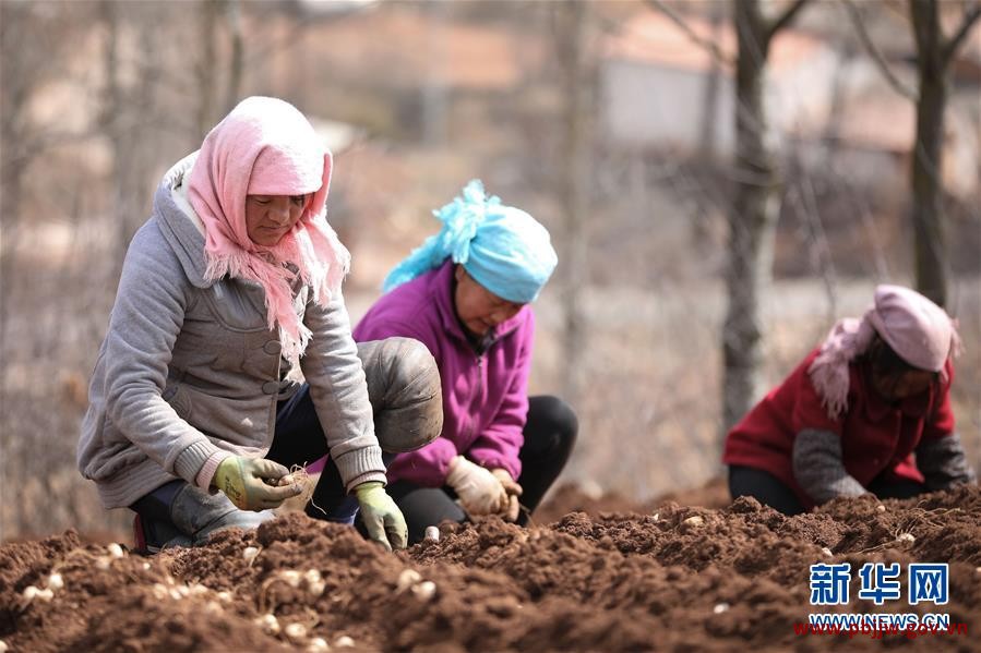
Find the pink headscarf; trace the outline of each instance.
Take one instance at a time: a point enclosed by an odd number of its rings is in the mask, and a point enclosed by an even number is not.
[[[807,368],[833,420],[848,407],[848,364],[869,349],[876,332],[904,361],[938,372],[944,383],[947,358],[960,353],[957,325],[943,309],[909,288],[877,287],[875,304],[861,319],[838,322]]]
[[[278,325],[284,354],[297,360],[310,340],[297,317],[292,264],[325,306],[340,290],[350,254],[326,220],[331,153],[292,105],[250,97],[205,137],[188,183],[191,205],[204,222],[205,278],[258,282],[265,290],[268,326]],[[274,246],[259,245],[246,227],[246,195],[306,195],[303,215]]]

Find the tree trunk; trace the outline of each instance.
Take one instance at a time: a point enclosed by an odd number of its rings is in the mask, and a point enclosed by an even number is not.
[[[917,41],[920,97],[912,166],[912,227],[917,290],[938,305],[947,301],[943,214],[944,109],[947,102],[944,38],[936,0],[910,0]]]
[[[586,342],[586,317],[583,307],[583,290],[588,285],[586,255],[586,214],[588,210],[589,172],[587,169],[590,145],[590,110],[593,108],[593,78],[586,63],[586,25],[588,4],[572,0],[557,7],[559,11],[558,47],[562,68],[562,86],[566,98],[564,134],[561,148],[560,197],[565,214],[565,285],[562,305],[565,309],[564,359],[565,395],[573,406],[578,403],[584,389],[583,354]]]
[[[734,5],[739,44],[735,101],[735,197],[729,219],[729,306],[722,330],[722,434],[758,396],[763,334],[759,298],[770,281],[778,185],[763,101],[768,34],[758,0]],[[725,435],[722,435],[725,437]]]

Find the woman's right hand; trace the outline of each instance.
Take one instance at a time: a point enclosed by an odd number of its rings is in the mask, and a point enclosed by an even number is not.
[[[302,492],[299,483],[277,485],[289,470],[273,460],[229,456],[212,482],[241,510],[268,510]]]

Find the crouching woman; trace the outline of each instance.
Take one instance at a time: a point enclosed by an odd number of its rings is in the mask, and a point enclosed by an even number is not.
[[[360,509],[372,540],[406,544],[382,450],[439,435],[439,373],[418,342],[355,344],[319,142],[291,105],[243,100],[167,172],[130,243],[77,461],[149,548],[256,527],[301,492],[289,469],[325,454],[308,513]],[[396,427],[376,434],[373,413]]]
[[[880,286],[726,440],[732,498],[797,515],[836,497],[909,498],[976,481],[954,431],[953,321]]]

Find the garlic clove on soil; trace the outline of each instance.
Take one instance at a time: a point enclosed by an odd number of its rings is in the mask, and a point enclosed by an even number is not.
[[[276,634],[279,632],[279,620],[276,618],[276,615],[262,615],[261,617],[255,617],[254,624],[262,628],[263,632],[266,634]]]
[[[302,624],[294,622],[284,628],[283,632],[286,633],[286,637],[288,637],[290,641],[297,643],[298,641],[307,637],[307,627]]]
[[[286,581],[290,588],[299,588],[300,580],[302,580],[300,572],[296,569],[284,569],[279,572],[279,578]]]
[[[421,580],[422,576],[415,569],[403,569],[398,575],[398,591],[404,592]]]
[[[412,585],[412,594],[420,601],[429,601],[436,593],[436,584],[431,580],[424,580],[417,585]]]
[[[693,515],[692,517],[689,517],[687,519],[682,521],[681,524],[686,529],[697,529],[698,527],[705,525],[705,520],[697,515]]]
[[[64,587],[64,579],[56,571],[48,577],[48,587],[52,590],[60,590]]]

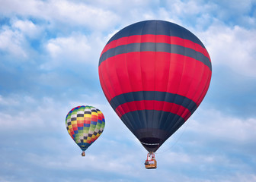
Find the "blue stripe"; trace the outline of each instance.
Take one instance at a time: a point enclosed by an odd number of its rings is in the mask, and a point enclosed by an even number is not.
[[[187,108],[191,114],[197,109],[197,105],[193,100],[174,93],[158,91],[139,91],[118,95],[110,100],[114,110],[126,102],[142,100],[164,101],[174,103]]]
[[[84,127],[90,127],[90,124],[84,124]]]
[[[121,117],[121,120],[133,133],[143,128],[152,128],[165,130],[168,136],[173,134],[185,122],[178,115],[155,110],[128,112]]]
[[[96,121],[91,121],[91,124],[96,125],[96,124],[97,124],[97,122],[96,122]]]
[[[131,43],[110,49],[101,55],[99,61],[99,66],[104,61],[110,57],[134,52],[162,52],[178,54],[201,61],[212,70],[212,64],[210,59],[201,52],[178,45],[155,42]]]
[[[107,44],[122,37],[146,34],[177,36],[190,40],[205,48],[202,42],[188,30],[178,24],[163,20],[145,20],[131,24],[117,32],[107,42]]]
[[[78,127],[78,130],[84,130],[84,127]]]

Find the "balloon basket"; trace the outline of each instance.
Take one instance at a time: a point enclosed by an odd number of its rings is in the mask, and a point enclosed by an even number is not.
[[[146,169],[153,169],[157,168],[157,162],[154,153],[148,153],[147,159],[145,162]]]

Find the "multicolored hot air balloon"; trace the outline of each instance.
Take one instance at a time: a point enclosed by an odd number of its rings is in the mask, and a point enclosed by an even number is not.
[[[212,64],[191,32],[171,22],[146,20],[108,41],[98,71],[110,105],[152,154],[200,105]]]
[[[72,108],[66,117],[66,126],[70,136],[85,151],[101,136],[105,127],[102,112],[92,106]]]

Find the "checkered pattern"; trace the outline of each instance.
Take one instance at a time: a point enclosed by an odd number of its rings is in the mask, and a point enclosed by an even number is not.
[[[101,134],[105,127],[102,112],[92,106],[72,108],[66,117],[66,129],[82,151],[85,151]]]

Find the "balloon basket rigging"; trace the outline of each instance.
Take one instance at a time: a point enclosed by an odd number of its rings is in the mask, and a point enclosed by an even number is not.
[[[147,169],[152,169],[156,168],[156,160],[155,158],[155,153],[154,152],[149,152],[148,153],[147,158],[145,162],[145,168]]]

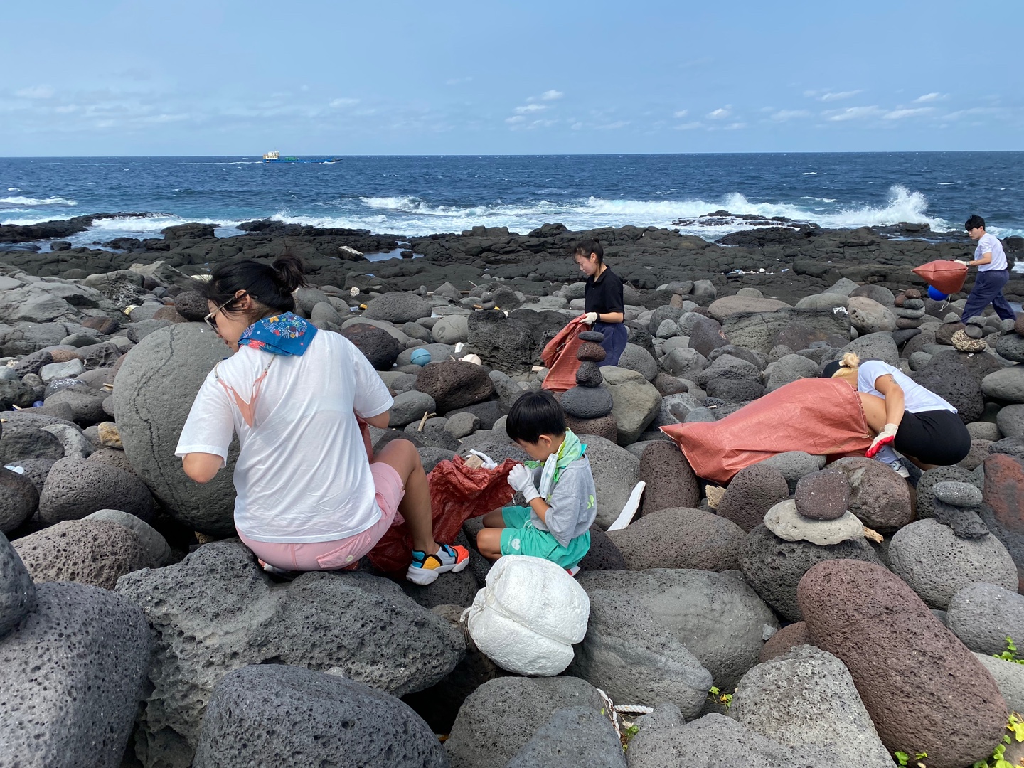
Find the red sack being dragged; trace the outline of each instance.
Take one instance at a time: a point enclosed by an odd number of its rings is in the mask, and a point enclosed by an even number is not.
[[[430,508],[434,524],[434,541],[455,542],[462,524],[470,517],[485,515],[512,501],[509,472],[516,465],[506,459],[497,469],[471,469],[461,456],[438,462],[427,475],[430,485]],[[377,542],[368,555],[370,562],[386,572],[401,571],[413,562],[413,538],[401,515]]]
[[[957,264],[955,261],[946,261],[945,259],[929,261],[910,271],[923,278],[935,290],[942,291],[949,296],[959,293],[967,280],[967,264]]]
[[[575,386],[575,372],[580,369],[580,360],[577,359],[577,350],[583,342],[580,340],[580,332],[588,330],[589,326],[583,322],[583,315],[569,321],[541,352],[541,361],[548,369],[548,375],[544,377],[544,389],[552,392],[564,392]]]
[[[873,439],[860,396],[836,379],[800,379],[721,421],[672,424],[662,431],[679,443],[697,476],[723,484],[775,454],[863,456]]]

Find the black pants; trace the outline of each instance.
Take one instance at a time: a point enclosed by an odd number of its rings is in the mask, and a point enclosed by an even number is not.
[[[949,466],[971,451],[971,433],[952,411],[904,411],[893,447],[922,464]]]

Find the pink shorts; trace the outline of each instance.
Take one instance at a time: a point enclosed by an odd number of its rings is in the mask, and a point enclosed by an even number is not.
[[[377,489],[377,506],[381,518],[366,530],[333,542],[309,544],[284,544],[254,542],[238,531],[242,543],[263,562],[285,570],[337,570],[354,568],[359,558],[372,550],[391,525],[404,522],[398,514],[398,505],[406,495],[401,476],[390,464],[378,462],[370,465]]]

————

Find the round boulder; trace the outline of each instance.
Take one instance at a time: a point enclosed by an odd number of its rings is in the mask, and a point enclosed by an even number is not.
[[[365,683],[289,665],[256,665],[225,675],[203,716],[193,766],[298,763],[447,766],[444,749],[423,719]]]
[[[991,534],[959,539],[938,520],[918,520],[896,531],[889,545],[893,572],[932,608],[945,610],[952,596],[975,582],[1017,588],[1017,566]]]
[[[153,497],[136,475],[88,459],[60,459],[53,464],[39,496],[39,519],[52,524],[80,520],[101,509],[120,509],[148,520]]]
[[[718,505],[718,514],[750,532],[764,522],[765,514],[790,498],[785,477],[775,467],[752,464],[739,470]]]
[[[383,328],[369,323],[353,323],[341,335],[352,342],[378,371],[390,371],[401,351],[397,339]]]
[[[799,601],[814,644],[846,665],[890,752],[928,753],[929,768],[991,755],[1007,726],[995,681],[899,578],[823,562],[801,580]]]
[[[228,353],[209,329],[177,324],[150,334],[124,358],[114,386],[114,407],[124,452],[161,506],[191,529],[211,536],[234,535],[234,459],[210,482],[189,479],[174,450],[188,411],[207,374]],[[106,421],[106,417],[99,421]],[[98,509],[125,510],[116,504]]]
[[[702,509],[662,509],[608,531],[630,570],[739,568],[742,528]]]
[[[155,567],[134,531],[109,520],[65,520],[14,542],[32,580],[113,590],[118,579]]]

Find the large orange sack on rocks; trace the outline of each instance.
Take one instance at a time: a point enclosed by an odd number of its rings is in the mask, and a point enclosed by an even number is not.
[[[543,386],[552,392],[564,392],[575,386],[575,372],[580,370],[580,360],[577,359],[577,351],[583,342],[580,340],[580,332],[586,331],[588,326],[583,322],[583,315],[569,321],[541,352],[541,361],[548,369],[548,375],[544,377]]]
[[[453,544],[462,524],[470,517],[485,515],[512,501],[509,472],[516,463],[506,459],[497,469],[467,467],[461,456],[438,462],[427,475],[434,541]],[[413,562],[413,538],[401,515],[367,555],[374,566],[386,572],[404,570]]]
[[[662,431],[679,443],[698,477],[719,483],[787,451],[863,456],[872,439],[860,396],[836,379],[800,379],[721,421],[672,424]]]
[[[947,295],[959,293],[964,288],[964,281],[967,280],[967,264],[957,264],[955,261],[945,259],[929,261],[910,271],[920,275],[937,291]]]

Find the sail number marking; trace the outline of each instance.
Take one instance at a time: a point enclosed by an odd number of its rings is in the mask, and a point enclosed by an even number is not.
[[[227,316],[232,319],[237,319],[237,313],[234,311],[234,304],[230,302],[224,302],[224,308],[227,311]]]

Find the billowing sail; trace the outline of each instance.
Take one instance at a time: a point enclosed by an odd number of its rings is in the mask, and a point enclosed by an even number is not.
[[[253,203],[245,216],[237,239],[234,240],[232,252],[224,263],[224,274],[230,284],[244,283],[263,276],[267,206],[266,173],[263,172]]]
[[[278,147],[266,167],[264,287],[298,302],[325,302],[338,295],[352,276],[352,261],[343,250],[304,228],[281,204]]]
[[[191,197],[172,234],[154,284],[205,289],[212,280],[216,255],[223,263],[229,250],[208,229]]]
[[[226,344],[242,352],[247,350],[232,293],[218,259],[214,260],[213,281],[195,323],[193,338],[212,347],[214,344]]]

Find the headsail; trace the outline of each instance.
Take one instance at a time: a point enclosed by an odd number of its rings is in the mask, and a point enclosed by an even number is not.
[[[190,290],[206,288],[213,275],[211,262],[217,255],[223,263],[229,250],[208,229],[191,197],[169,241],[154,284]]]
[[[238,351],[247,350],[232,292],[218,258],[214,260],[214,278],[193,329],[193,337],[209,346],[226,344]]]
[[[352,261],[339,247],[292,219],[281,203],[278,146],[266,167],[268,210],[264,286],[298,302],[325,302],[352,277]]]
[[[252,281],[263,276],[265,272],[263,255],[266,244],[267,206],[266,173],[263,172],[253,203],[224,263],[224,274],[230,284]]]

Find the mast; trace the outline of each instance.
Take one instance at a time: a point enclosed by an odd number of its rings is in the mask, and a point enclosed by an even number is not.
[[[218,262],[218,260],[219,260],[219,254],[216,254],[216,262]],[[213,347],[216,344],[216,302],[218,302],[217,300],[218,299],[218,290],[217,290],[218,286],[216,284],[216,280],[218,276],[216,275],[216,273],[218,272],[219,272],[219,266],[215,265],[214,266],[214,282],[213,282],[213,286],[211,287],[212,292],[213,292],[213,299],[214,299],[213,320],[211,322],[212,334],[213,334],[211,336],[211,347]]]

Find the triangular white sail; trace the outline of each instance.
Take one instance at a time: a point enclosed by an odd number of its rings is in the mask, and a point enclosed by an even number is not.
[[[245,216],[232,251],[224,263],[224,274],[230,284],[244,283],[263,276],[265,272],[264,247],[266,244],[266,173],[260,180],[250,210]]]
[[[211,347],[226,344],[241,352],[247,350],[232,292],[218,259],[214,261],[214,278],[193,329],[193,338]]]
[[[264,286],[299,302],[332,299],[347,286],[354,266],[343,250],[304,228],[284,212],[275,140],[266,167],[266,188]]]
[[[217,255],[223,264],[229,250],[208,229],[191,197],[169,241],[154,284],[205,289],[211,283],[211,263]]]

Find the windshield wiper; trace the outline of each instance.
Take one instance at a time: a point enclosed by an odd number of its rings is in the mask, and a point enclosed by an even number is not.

————

## Task:
Show every line in the rows above that contains the string "sack", copied in full. Case counts.

## Reply:
Find the red sack being dragged; trace the outline of each instance.
Find the large orange sack on rocks; trace the outline of each instance.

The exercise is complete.